Start of EXCERPT

It’s called On Reflection. It’s a rough. Trivia note: if you look closely at the bum sketch you can see my reflected face.
Filed under: beauty & inspirationalitism
This season my big word seems to be “hoik”. It’s a chunky animal, your average Hoik, with sudden bursts of energy and a mating ritual that can lead to terrible back problems.
On the weekend we managed get the Virgin in position at last. Ever since Leon delivered her and helped us hoik her into temporary storage in the big shed, we’ve been treading gingerly round the lady, worried about her physical state and anxious for her Assumption, body and soul, to her next long term home. For decades she’d sat under a staircase in Rose Bay, getting sea-spray weathered, contemplating her infant’s deteriorating face, a white religious creature that was no longer wanted when the owner commissioned a new Bali-style garden. That’s Buddha Chic for you. Knowing Katya’s enthusiasm for all things Mariolatrous, from the basilicas of France to Virgin Mary Blue anythings, Leon offered her to us. Katya wet herself and shrieked yeah!

End of EXCERPT
Start of EXCERPTED RECORDS

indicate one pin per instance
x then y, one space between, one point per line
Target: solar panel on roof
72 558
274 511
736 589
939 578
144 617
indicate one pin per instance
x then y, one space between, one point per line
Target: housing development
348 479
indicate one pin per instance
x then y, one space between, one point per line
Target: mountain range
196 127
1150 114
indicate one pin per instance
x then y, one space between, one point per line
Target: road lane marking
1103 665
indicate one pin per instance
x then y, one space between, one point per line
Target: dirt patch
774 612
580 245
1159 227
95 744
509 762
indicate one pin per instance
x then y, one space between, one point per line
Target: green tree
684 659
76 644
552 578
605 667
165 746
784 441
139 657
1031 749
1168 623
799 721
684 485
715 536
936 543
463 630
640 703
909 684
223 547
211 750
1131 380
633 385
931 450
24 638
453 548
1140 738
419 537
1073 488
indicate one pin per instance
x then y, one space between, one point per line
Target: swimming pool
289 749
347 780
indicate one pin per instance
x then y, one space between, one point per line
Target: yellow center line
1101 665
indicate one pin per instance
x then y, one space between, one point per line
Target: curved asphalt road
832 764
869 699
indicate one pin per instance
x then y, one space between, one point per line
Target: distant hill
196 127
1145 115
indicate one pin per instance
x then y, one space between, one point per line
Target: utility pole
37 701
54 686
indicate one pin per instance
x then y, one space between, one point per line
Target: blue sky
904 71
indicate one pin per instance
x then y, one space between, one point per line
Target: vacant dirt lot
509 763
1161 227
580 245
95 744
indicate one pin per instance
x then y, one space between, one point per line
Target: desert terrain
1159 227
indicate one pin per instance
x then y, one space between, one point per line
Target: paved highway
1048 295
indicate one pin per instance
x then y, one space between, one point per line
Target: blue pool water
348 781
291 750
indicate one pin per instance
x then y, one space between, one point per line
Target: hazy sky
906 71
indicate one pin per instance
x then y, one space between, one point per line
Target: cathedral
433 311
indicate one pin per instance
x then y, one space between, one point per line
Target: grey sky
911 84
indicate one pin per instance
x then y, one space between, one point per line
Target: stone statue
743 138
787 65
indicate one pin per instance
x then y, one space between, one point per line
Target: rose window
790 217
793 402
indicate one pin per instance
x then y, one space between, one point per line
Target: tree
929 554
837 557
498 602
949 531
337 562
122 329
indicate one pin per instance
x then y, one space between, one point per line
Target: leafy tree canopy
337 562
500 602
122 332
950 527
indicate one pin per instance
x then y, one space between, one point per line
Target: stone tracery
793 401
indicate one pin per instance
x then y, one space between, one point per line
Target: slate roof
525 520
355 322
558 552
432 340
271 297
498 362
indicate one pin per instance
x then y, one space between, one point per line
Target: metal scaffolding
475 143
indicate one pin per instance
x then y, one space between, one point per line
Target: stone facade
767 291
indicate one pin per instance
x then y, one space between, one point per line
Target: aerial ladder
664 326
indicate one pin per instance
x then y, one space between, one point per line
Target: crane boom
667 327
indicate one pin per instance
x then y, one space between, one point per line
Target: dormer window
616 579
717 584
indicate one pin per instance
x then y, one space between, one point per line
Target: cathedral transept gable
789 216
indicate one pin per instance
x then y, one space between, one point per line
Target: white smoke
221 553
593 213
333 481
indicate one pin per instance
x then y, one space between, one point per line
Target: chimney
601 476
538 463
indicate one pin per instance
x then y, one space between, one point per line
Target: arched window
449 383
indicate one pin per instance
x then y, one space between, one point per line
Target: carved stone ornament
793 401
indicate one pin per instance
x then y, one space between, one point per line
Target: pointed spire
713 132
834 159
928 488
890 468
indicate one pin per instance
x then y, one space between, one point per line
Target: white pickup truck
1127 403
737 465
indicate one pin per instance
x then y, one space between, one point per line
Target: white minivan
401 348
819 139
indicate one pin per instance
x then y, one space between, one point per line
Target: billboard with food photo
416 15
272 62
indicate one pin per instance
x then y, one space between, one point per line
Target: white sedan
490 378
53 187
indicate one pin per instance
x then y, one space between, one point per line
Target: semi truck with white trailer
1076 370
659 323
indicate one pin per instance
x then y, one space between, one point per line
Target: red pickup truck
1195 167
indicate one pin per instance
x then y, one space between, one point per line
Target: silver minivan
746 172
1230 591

End of EXCERPTED RECORDS

§ **BRIEF A**:
Answer these questions from the excerpt:
(i) What is the rough called?
(ii) What word does the writer name as this season's big word?
(iii) Where had the Virgin sat for decades?
§ **BRIEF B**:
Repeat the part of the excerpt between "On the weekend" and "and shrieked yeah!", inclusive.
Draw only on the excerpt.

§ **YOUR RESPONSE A**:
(i) On Reflection
(ii) "Hoik"
(iii) Under a staircase in Rose Bay

§ **YOUR RESPONSE B**:
On the weekend we managed get the Virgin in position at last. Ever since Leon delivered her and helped us hoik her into temporary storage in the big shed, we’ve been treading gingerly round the lady, worried about her physical state and anxious for her Assumption, body and soul, to her next long term home. For decades she’d sat under a staircase in Rose Bay, getting sea-spray weathered, contemplating her infant’s deteriorating face, a white religious creature that was no longer wanted when the owner commissioned a new Bali-style garden. That’s Buddha Chic for you. Knowing Katya’s enthusiasm for all things Mariolatrous, from the basilicas of France to Virgin Mary Blue anythings, Leon offered her to us. Katya wet herself and shrieked yeah!